* EXERCISE OBJECTIVE:
Please output all the entries word for word, without the pictures.

* DATASET RECORDS:
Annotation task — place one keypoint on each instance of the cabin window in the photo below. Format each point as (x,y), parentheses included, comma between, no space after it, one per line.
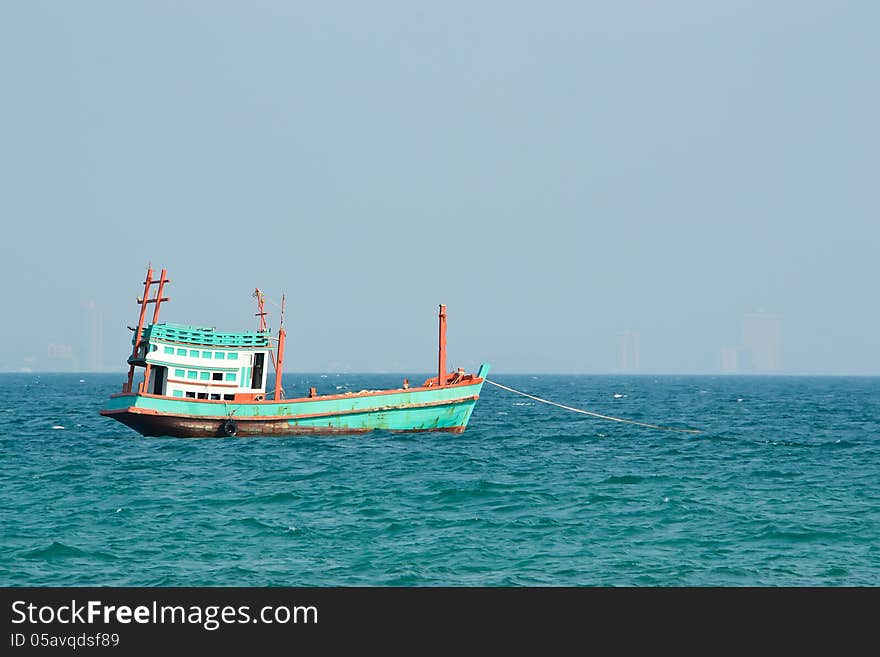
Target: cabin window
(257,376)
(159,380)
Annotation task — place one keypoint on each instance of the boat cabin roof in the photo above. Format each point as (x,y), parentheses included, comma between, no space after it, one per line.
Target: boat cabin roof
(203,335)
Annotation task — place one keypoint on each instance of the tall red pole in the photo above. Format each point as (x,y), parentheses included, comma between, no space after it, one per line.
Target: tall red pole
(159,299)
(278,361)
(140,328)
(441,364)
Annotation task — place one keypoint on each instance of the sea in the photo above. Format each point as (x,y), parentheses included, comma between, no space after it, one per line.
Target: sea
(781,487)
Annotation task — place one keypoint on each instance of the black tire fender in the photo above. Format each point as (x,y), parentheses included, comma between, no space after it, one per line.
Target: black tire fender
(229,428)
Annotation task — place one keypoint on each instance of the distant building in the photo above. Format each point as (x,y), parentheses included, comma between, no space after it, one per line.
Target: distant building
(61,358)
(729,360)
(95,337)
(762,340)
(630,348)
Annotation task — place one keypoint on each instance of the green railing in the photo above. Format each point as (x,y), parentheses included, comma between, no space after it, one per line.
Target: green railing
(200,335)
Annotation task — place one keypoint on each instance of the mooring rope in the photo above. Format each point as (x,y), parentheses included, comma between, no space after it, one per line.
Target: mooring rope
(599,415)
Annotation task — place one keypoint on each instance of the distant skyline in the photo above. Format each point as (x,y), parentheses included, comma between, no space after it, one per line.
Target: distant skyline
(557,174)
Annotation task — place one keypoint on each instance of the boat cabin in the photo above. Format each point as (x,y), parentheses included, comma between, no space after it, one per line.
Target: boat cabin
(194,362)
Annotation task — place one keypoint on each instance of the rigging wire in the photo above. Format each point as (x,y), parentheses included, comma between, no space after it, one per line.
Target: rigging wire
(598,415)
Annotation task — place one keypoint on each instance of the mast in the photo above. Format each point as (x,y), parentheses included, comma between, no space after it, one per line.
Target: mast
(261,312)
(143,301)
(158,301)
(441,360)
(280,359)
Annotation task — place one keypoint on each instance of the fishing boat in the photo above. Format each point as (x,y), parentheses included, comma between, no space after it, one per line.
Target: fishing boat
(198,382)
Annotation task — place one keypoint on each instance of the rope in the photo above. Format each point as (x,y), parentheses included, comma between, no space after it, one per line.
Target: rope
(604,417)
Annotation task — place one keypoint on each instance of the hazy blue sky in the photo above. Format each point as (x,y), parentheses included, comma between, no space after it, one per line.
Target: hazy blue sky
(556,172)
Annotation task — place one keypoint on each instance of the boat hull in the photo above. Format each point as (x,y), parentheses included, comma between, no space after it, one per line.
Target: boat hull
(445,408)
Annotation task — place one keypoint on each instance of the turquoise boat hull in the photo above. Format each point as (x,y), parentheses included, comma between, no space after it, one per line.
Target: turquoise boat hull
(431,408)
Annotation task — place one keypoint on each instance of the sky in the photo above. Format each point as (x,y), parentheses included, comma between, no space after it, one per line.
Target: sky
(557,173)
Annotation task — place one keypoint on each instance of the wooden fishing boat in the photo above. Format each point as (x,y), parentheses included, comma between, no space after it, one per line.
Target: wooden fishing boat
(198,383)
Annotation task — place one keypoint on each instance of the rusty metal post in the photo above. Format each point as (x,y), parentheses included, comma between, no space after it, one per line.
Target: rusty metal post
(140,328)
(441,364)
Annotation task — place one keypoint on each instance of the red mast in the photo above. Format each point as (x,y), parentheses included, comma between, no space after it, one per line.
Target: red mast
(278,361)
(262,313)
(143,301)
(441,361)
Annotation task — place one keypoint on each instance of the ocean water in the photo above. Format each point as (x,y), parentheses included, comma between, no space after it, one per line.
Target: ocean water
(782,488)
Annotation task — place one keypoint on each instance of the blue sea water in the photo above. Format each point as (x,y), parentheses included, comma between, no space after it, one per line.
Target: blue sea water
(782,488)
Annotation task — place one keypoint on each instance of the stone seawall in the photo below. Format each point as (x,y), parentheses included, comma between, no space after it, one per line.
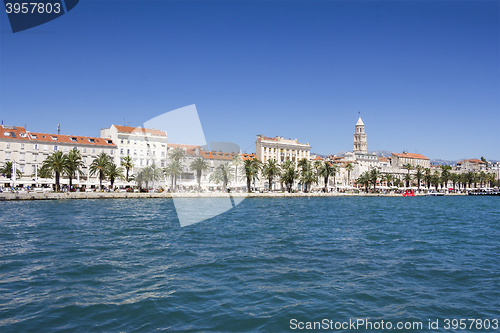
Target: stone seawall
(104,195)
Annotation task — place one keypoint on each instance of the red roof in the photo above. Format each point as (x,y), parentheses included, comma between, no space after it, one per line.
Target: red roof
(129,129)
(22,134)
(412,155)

* TASK RESPONSE:
Annotation task — place one keypoint on each instance of the cabin window in the photo below. Format each point as (x,y), parentheses included, comma between, no space after it, one per line.
Target: cabin window
(257,376)
(159,380)
Annotation task — place one keypoint on each instance of the boat cabin roof in the photo above. Format each point as (x,y), parentheses included, comma between, no space after it, one per line.
Target: boat cabin roof
(203,335)
Annotation task — place one keypoint on each instance of the tall red pole in the photo above. Format each point as (x,y), parentheses included, comma between, no space after it, one per line.
Target: tall red pole
(159,299)
(278,361)
(140,328)
(441,364)
Annotation task — place one keypoint on each instance of the sea in the photo above. Format each point as (x,y), parentheses included, comma between, no space after it, one per line.
Target: sea
(781,487)
Annotation task — place one keypoint on each instance of the black tire fender in the photo above. Format each point as (x,y), parentheses included, comma between, no space after it, one per line.
Target: black tire fender
(229,428)
Annotation task — place one keypoint on each instance of the distant building in the photo above. Format each point as (x,y), parentheses included, comma between, no space after it, one per line.
Target: distant building
(61,358)
(729,360)
(95,337)
(762,340)
(630,348)
Annotation task — place one keypoint on each instance of the green railing in the photo above. Format each point as (x,y), parentheses included, comma between, no space after it, one per line.
Target: green railing
(200,335)
Annotation task — place one keypoint on each instance of the mooring rope in the photo above. Format each point as (x,y), parentheses included, comma between, no space after it, one per line.
Target: mooring rope
(599,415)
Annotation task — place one keypoint on each instance of the distant skyline in the photo above. Format each point as (x,y), parentheses included, comma between, no space after it, one per line.
Target: distant skyline
(557,174)
Annotation task — place one keypoint on each instance of the boat cabin in the photo above. Format each point as (x,y), parentheses included, comma between, no space after it, one per line.
Target: boat cabin
(194,362)
Annotation task — place one keypoint on each instance of the rigging wire in the photo above. Format each point as (x,y), parentheses included, comma between, no space after it, one per line.
Target: rigging wire
(598,415)
Annotation task — place one keypoint on each instance of the mast in the photo above. Format each point as (x,y), parentheses included, comma between, no space after it, one per line.
Target: mast
(261,312)
(143,301)
(158,301)
(441,360)
(280,359)
Annotation task — place one keypoint on each instance of the fishing boat in the photo above. Format each point as (x,y), parentheses included, comma between, no space after it, one per line.
Target: fishing boat
(198,382)
Annotation task — place one keypoint on each instance of the rope in the photo above. Format each point as (x,y), parentheses included, comma between, no space after it, one per line.
Target: rope
(604,417)
Annotation task — place one keypoint on each instance of the hazy blue sky in the photo above. Format each point as (x,y), parentheses included, comma between, no space after it, one per line.
Target: hazy blue sky
(556,172)
Annotation task — place one keypoint on each instance of the boat hull in the photo above. Format each point as (x,y), parentheses included, comma between, no space after it, one per line.
Target: boat hull
(445,408)
Annotation task — place one keypoint on each instance of the turquoise boat hull in the photo above. Format each point as (x,y), parentheses included, comma between, no space after it, one per line.
Target: turquoise boat hull
(431,408)
Annotation task — place one keypoint on each instance of the sky in the photo above. Format each point as (x,y), parentheses included, comma between, no space after it, one per line.
Target: sky
(557,173)
Annotation task — place one keypoint on each instance of the wooden fishing boat in the photo above. Format each point as (x,y), parentheses included, comma between, no space after it, one per line.
Target: wooden fishing boat
(198,383)
Annotation task — place one keypoint on each instance of the rusty metal post in the photo above. Format each point as (x,y), parentheses included, comma between, no space after it, one per line.
Target: rusty metal post
(140,328)
(441,364)
Annotation task — place one keypoint on each instance of the red mast in the photo above. Format each point as (x,y), parentheses included, comma between, no space after it, one per line.
Target: red mast
(278,361)
(262,313)
(143,301)
(441,361)
Annotation task — place one keypoint on each instance of the ocean water in the photo above. Format each point as (x,y), parentheses included, comma between, no space after it, one per line.
Target: ocean water
(782,488)
Annotation task — place one keypoint on each instance of the blue sea water in the photo above. Format each point as (x,y), parentheses included, comma between, no space after it, one per line.
Target: blue sea water
(782,488)
Annotation task — place one keypoint on each instance of the stone seawall in the photo below. Format each point as (x,y), parentheses included, comma between, no space after it, one per line.
Target: stone seawall
(104,195)
Annotation task — place one keypoint on each instance of the red roof in the photo above. Format each point as (x,y), parentheses included, comma between, no space after it, one per line.
Target: red roof
(129,129)
(22,134)
(412,155)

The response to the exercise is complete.